_Document passage_:
Collation Lesson 13 - Dr. Dorrit van Dalen and dr. Peter Webb

The physical production of a new copy of a book in the Manuscript Age could occur in several ways. Lesson 12 explored the most elaborate process involving the oral reading and copying of a book in the presence of a group of scholars, but most manuscripts were produced in less formal settings. An individual could make a new copy himself of an older manuscript, or rent an older manuscript from a professional bookseller (warrāq) and copy it, or, most commonly, an individual or bookseller could commission a new copy to be made by a professional copyist (nāsikh or nassākh).

In all of the above cases, the production of a book involved the transcription of its text from an earlier copy over many hours of writing, hours in which the attention of a copyist could slack. The quality of copied manuscripts accordingly depended on both the quality of the exemplar from which the new book was copied (aṣl) and the care and accuracy of the copyist.

_Stated goal A_:
List every line of the records below that contains the word "outline", treating uppercase and lowercase as different.

_Dataset extract_:
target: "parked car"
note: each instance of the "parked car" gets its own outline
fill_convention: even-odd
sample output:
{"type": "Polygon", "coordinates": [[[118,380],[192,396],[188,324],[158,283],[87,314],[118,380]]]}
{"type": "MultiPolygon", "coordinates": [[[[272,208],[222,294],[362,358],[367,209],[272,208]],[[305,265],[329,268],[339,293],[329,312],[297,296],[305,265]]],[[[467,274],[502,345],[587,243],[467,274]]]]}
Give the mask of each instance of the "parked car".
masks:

==

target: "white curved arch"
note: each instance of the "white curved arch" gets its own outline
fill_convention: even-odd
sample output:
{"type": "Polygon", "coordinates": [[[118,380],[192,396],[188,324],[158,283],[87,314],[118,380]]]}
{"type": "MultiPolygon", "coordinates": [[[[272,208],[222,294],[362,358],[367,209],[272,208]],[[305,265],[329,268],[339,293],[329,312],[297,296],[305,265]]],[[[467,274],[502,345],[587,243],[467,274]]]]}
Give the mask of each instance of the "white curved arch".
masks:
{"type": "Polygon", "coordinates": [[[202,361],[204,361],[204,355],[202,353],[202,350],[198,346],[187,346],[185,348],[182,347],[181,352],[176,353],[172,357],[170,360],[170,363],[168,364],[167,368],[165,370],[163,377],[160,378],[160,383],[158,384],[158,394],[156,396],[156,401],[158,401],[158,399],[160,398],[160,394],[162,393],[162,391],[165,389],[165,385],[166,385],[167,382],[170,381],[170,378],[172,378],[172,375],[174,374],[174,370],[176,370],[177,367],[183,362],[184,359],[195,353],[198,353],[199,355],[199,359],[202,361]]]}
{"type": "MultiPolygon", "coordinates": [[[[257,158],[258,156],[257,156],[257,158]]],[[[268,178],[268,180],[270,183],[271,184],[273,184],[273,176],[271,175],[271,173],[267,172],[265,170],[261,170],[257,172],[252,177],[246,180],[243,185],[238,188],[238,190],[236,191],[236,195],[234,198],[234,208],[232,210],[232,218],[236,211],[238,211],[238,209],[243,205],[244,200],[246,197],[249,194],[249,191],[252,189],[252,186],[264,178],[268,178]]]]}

_Stated goal B_:
In the collation lesson, what two factors determined the quality of a copied manuscript?

_Complete response A_:
note: each instance of the "parked car" gets its own outline
note: each instance of the "white curved arch" gets its own outline

_Complete response B_:
The quality of the exemplar (aṣl) from which the new book was copied, and the care and accuracy of the copyist.